● Your instructions
The data below should be duplicated in full, unchanged.
══ Source information ══
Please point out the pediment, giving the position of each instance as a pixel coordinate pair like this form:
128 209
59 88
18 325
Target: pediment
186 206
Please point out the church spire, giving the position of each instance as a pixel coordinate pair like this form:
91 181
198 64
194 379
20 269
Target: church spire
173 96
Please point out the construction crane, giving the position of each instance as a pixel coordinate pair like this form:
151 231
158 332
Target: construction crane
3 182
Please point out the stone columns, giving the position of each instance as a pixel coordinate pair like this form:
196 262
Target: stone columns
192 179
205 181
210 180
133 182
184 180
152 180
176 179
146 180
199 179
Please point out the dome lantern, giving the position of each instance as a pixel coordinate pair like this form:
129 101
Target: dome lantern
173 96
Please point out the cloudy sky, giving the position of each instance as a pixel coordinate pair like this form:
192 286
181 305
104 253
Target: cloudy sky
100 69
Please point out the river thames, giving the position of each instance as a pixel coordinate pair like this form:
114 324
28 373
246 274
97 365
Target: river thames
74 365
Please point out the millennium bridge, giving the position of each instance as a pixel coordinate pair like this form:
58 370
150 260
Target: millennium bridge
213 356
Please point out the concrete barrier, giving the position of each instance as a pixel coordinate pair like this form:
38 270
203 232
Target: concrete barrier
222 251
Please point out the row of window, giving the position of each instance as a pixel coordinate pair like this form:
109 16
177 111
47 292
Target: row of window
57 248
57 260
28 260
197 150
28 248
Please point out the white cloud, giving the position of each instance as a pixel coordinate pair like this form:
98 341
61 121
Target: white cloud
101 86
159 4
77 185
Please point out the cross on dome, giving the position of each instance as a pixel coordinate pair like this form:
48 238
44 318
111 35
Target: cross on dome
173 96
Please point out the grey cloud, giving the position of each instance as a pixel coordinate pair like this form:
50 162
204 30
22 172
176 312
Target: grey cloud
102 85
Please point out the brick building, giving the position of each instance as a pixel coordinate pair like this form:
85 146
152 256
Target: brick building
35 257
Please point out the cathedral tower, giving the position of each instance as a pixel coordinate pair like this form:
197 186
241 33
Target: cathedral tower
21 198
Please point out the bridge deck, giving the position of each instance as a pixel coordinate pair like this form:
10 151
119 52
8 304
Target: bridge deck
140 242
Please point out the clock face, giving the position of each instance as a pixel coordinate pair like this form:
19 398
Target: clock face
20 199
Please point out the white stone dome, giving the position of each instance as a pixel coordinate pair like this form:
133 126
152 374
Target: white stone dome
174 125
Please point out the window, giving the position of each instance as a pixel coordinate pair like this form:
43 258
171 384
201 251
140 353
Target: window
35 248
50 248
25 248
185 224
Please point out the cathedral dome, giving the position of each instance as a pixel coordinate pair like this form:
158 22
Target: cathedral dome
═══
● Solution
Please point out the pediment, giving the position of each instance as a pixel coordinate pair like this form:
128 209
59 88
18 325
Target: pediment
186 206
Please point out the church spire, giving the position of each instance as a pixel coordinate pair like this form:
91 181
198 64
194 379
20 269
Target: church spire
173 96
Please point out the construction crane, giving the position of each instance as a pixel coordinate pair like this form:
151 231
158 332
Target: construction crane
3 182
Please point out the stone columns, giving the position of each instance as a pixel coordinate pair like this form:
196 262
Target: stone columns
192 179
205 181
210 180
133 182
184 180
152 180
176 179
146 180
199 179
Please point out the dome lantern, giving the position of each instance as a pixel coordinate pair like this form:
129 101
Target: dome lantern
173 96
Please point out the cloudy sky, giving the position of each instance as a pixel coordinate pair like this form:
192 286
181 305
104 253
Target: cloudy sky
100 69
Please point out the river thames, giving the position of each instance as a pixel coordinate pair like this form:
114 324
28 373
246 274
97 365
Target: river thames
74 365
Please point out the millennium bridge, giving the position of each instance as a pixel coordinate pair like this form:
58 370
150 260
Target: millennium bridge
213 356
Please point out the concrete barrier, giving the position of each instance as a pixel coordinate pair like this form:
38 270
203 232
Target: concrete barrier
222 251
Please point out the row of window, giving the position of each instance as a pixel coordinate pair like this form:
109 16
177 111
47 292
Target: row of window
57 248
57 260
28 260
197 150
28 248
Please point out the white cloud, giving the position of each instance as a pixel coordinate pair like this form:
98 341
61 121
Target: white cloud
101 86
159 4
77 185
Please point out the cross on dome, giving the position of each instance as a pixel coordinate pair like this form:
48 238
44 318
111 35
Target: cross on dome
173 96
Please point out the grey cloud, giving the position of each instance as a pixel coordinate pair like this form:
50 162
204 30
22 172
176 312
Target: grey cloud
102 85
Please point out the brick building, giving the position of each instance as a pixel coordinate pair like this form:
85 146
152 256
Target: brick building
35 257
Please point out the cathedral tower, giving the position of each instance as a pixel coordinate pair like this form:
197 186
241 33
Target: cathedral tower
21 198
Please point out the bridge deck, giving the position of each instance as a pixel coordinate pair like this form:
10 151
119 52
8 304
Target: bridge deck
140 242
Please point out the clock face, giving the position of each instance as a pixel coordinate pair like this form:
19 398
Target: clock face
20 199
Please point out the white stone dome, giving the position of each instance as a pixel coordinate pair like this form:
133 126
152 374
Target: white stone dome
174 125
Please point out the window, giving the position of each instance as a pixel coordinate pair like this form:
43 258
171 384
201 251
140 353
Target: window
35 248
50 248
25 248
185 224
Please point out the cathedral dome, giving the position of each instance as a pixel coordinate pair like this form:
158 22
Target: cathedral dome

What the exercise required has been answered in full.